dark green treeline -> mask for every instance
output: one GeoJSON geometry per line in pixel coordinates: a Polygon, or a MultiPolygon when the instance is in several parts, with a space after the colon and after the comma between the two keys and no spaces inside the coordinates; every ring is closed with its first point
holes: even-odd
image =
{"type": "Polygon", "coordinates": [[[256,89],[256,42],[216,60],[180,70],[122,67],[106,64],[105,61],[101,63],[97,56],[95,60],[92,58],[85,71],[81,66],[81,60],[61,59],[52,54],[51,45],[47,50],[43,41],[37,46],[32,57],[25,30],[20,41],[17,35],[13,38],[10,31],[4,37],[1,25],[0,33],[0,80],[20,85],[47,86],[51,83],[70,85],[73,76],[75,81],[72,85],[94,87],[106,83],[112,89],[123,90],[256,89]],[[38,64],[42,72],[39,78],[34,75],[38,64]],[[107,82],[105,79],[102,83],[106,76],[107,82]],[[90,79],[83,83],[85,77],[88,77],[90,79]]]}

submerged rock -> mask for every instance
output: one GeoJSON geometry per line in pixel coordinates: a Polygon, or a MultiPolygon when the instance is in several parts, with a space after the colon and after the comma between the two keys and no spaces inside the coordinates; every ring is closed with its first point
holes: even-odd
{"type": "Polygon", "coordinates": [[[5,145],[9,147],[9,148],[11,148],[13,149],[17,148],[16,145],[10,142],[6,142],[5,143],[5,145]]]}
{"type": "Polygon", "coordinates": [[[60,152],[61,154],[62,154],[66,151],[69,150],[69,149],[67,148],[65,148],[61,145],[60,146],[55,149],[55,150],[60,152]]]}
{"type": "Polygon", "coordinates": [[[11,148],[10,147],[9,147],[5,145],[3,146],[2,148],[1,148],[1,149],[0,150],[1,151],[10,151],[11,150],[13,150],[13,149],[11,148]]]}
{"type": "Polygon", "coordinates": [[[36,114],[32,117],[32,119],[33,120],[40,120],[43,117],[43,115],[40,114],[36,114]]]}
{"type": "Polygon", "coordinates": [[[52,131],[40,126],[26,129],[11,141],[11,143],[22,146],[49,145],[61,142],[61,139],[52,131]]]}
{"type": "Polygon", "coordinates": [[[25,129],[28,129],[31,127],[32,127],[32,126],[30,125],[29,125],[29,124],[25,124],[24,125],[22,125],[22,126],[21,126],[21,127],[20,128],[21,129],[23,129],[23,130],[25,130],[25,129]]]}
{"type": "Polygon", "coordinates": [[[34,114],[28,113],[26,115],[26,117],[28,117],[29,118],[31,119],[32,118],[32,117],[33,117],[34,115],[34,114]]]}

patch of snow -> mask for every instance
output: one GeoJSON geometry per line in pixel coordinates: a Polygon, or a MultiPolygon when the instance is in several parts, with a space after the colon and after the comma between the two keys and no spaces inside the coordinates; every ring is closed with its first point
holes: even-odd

* * * * * * *

Please recast all the rows above as a Markdown table with the columns "No." and "Line". Number each line in order and leave out blank lines.

* Correct result *
| No. | Line |
|---|---|
| 1 | dark green treeline -> mask for every instance |
| 2 | output: one GeoJSON geometry per line in pixel coordinates: a Polygon, or a MultiPolygon when the instance is in several parts, with a space after the colon and after the comma between the two keys and no spaces inside the coordinates; every ring is closed with its first point |
| 3 | holes: even-odd |
| 4 | image = |
| 5 | {"type": "Polygon", "coordinates": [[[256,89],[256,42],[216,60],[180,70],[122,67],[106,64],[105,61],[101,63],[97,56],[95,60],[92,58],[85,71],[81,66],[81,60],[61,59],[52,54],[51,45],[47,50],[43,41],[37,46],[32,57],[25,30],[20,41],[17,35],[13,38],[10,31],[4,37],[1,25],[0,33],[0,80],[20,85],[47,86],[51,83],[70,85],[73,76],[75,81],[72,85],[94,87],[106,83],[112,89],[123,90],[256,89]],[[38,64],[42,72],[39,78],[34,75],[38,64]],[[107,82],[105,79],[102,83],[106,76],[107,82]],[[90,79],[83,83],[85,77],[88,77],[90,79]]]} |
| 6 | submerged rock -> mask for every instance |
| 7 | output: one GeoJSON geometry per line in pixel coordinates: a Polygon, or a MultiPolygon when the instance is in several parts, with a space after the colon and after the comma between the two keys and no spaces inside the coordinates; every ring is closed with its first point |
| 8 | holes: even-odd |
| 9 | {"type": "Polygon", "coordinates": [[[5,145],[9,147],[9,148],[11,148],[13,149],[17,148],[16,145],[10,142],[6,142],[5,143],[5,145]]]} |
| 10 | {"type": "Polygon", "coordinates": [[[60,152],[61,154],[62,154],[66,151],[69,150],[69,149],[67,148],[65,148],[61,145],[60,146],[55,149],[55,150],[60,152]]]} |
| 11 | {"type": "Polygon", "coordinates": [[[11,148],[10,147],[9,147],[5,145],[3,146],[2,148],[1,148],[1,149],[0,150],[1,151],[10,151],[11,150],[13,150],[13,149],[11,148]]]} |
| 12 | {"type": "Polygon", "coordinates": [[[36,114],[32,117],[32,119],[33,120],[40,120],[43,117],[43,115],[40,114],[36,114]]]} |
| 13 | {"type": "Polygon", "coordinates": [[[52,131],[40,126],[26,129],[11,141],[11,143],[22,146],[49,145],[61,142],[61,139],[52,131]]]} |
| 14 | {"type": "Polygon", "coordinates": [[[25,129],[28,129],[31,127],[32,127],[32,126],[30,125],[29,125],[29,124],[25,124],[24,125],[22,125],[22,126],[21,126],[21,127],[20,128],[21,129],[23,129],[23,130],[25,130],[25,129]]]} |
| 15 | {"type": "Polygon", "coordinates": [[[34,114],[28,113],[26,115],[26,117],[28,117],[29,118],[31,119],[32,118],[32,117],[33,117],[34,115],[34,114]]]} |
| 16 | patch of snow -> mask for every instance |
| 17 | output: one GeoJSON geometry per line in pixel coordinates: a Polygon, or a MultiPolygon when the instance is in several parts, with a space after the colon and after the comma between the two keys and no spaces inside the coordinates; every ring is closed with its first point |
| 18 | holes: even-odd |